PROBLEM TO WORK ON — Pull out every line of the rows below that contains the string "screen".

MATERIAL TO PROCESS —

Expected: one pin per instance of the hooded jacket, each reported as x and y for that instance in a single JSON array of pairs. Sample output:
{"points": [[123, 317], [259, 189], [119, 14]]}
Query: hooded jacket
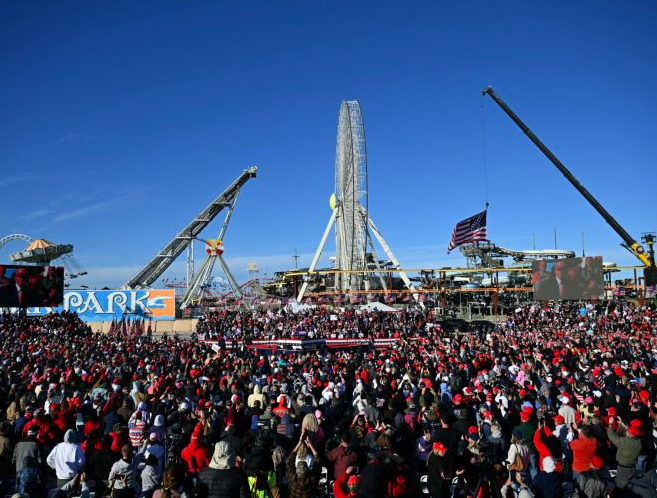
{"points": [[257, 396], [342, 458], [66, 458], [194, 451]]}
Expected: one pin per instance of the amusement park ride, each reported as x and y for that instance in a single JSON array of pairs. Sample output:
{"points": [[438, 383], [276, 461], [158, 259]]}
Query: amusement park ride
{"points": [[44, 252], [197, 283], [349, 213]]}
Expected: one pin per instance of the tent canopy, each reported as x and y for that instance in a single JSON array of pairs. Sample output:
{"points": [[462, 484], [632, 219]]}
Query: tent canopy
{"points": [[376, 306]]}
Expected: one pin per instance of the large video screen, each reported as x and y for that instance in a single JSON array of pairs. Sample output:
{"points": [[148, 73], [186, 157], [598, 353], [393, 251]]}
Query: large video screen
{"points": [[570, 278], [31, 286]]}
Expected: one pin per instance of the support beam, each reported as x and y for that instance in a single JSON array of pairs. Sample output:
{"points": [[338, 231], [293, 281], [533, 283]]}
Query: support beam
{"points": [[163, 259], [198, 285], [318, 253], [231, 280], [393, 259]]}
...
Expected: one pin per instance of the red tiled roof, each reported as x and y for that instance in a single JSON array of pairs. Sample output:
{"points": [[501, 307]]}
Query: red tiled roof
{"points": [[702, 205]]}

RESULT OF THIS EXERCISE —
Expected: one pin per instance of the large video screen, each reported as x and y for that instance in a single JSON array of pairs. Sample output:
Query: large video screen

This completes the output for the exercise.